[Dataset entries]
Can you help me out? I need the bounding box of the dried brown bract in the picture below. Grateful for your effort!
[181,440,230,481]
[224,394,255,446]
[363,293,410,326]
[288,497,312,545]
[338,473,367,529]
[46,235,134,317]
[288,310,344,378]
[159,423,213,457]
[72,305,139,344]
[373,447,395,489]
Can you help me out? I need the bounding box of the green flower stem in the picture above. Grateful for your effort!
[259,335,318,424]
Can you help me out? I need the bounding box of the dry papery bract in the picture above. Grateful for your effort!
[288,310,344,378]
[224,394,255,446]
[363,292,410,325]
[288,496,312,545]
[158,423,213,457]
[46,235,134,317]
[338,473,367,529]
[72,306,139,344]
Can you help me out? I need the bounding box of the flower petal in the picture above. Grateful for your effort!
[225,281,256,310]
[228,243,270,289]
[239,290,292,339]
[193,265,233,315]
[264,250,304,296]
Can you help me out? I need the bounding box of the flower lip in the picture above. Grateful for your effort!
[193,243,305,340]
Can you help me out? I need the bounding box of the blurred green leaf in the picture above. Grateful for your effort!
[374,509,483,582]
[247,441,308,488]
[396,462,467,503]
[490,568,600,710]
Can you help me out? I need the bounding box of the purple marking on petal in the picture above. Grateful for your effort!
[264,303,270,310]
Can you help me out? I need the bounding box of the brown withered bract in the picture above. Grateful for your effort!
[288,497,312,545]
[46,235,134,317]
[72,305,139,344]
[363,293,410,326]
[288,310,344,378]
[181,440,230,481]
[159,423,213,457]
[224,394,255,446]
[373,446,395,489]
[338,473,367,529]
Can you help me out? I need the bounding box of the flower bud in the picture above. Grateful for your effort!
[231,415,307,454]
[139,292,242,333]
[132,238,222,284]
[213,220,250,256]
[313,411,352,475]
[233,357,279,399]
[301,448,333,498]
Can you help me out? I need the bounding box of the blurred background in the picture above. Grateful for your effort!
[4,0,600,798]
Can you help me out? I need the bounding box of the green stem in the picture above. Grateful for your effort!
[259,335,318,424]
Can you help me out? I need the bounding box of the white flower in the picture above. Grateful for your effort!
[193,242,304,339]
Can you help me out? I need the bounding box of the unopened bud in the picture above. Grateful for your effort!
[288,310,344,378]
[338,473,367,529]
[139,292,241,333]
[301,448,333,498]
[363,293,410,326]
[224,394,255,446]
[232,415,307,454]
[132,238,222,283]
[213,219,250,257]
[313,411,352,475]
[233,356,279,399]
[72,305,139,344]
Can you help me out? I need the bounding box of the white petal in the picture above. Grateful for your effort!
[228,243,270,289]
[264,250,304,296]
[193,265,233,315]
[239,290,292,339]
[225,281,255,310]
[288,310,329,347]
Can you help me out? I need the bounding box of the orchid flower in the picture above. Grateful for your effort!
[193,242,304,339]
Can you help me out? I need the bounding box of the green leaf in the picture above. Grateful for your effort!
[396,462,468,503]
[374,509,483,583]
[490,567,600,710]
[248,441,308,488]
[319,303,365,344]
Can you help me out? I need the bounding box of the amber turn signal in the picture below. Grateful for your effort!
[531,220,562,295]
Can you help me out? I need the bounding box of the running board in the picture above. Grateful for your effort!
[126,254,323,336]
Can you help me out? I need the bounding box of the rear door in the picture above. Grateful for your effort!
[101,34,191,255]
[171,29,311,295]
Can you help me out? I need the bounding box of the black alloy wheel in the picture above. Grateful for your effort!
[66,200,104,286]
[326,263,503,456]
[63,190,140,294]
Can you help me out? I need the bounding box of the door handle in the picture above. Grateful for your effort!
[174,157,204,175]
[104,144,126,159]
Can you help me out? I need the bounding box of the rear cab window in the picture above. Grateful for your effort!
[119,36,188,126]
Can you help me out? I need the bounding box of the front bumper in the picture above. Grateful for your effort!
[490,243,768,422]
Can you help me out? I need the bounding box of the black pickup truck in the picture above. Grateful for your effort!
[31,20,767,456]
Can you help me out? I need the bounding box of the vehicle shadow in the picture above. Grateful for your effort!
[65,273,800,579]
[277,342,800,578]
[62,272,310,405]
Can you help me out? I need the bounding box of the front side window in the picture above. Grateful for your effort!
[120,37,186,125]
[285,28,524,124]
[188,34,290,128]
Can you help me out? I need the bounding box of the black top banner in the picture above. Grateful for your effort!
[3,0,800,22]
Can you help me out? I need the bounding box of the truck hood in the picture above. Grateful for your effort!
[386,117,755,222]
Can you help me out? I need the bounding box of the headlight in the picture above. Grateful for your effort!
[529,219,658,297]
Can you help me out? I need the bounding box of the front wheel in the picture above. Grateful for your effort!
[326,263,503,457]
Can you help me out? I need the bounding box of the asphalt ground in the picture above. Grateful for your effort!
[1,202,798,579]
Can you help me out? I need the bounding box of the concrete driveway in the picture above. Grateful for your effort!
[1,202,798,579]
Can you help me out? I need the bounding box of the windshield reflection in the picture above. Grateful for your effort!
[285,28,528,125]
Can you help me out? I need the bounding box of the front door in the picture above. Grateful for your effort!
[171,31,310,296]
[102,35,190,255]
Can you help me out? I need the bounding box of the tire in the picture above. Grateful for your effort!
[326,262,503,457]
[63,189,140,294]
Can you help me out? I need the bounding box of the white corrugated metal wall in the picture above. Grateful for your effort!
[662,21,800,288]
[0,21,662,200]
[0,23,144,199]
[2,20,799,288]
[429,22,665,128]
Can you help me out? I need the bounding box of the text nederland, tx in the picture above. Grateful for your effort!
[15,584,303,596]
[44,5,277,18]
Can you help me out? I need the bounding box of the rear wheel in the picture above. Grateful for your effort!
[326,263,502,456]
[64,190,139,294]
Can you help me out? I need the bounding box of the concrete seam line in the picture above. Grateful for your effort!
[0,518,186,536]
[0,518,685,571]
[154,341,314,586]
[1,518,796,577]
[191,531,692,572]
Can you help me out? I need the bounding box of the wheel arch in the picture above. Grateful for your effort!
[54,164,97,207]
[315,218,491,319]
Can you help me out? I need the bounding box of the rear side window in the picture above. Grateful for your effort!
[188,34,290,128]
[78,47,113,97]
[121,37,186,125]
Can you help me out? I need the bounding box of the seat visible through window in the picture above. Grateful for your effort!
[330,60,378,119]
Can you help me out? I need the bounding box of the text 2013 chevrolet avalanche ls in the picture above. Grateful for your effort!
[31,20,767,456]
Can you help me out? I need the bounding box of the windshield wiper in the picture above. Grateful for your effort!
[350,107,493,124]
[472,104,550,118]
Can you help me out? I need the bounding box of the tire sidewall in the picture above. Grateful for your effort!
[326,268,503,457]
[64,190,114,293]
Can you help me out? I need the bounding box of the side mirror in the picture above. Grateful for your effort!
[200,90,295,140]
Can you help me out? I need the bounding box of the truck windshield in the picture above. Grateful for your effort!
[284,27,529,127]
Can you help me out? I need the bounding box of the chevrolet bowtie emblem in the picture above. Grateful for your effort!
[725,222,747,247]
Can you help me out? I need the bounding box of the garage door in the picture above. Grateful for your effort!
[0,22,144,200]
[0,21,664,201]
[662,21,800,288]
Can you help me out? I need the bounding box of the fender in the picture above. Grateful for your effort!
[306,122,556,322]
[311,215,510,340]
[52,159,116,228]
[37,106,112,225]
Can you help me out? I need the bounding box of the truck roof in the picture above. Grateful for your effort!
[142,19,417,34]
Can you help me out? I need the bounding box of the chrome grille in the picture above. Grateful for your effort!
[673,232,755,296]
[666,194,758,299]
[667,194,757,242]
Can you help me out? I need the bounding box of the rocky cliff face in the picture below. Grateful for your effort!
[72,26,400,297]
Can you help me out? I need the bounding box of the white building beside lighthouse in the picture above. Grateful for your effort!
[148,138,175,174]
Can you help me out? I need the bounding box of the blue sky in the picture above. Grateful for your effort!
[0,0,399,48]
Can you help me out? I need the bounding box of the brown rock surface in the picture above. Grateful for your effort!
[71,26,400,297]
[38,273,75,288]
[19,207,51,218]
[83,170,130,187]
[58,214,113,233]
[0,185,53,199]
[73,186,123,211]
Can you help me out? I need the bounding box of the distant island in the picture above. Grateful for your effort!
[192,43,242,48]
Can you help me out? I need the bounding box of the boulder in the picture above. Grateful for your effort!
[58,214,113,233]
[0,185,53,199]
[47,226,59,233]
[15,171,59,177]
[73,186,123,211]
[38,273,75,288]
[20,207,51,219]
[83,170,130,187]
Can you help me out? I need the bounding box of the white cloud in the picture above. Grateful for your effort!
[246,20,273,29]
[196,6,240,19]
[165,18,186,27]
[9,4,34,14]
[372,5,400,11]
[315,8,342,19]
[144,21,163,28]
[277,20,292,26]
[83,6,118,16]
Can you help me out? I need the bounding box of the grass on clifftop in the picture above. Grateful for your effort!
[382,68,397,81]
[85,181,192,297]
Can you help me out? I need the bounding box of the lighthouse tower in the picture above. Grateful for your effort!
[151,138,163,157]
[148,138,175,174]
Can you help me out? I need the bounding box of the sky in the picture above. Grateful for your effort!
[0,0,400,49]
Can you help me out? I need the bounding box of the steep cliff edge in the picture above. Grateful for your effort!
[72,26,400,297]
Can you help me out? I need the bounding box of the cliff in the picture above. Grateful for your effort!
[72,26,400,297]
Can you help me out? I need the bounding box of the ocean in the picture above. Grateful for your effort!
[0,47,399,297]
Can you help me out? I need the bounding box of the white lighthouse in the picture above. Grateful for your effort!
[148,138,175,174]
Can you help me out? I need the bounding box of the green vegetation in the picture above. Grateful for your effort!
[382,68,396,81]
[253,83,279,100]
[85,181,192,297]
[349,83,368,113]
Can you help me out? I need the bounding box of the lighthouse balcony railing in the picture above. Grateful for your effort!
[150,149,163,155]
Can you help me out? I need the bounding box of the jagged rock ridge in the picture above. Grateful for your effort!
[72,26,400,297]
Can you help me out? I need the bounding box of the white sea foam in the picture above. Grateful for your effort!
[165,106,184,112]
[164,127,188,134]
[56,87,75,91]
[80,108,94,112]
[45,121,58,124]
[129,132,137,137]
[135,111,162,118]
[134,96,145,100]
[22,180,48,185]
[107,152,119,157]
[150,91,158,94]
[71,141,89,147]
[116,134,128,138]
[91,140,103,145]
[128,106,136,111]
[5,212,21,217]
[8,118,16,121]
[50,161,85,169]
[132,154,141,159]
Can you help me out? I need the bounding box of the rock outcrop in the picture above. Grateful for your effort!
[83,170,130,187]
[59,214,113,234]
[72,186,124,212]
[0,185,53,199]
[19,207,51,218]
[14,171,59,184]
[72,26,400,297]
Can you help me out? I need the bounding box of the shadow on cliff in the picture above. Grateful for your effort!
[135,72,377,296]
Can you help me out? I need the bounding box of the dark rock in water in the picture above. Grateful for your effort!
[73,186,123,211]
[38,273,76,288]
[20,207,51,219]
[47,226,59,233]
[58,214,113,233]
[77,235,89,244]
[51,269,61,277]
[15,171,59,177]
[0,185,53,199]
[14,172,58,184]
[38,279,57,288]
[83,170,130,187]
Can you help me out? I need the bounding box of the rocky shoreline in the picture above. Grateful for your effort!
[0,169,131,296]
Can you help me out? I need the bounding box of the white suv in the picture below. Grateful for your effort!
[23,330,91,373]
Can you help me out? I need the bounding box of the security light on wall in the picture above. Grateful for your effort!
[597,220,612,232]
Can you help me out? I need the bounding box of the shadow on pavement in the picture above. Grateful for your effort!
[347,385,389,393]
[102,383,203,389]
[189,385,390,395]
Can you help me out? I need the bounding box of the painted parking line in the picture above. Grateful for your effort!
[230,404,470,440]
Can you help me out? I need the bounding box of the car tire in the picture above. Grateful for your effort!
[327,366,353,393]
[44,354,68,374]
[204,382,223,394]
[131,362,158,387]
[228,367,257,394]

__WORK INSTRUCTION__: Nothing but the lines from the one containing "the rocky shoreline" through the last line of the data above should be given again, each exactly as it stands.

__OUTPUT__:
Can you help me out? I need the bounding box of the rocky shoreline in the picture above. Grateful for your effort!
[0,169,131,296]
Can you help me out? I need the bounding box of the white suv in the picture below. Grateful for your effort!
[23,330,91,373]
Can you help me out? I need the bounding box of the security light on wall in the picture above. Grateful for your effort!
[597,220,612,232]
Can you help me out? I need the bounding box of the shadow on pavement in the picture above. Grateful for your effort!
[347,385,389,393]
[102,383,203,389]
[189,385,390,395]
Can you help me out? I need the bounding box of the painted parking line in the picture above. Grateful for your effort!
[230,404,470,440]
Can you help me out? I need the bounding box of the car tire in the picture above. Grateful for your effort!
[327,366,353,393]
[44,354,68,374]
[204,382,223,394]
[131,362,158,387]
[228,367,257,394]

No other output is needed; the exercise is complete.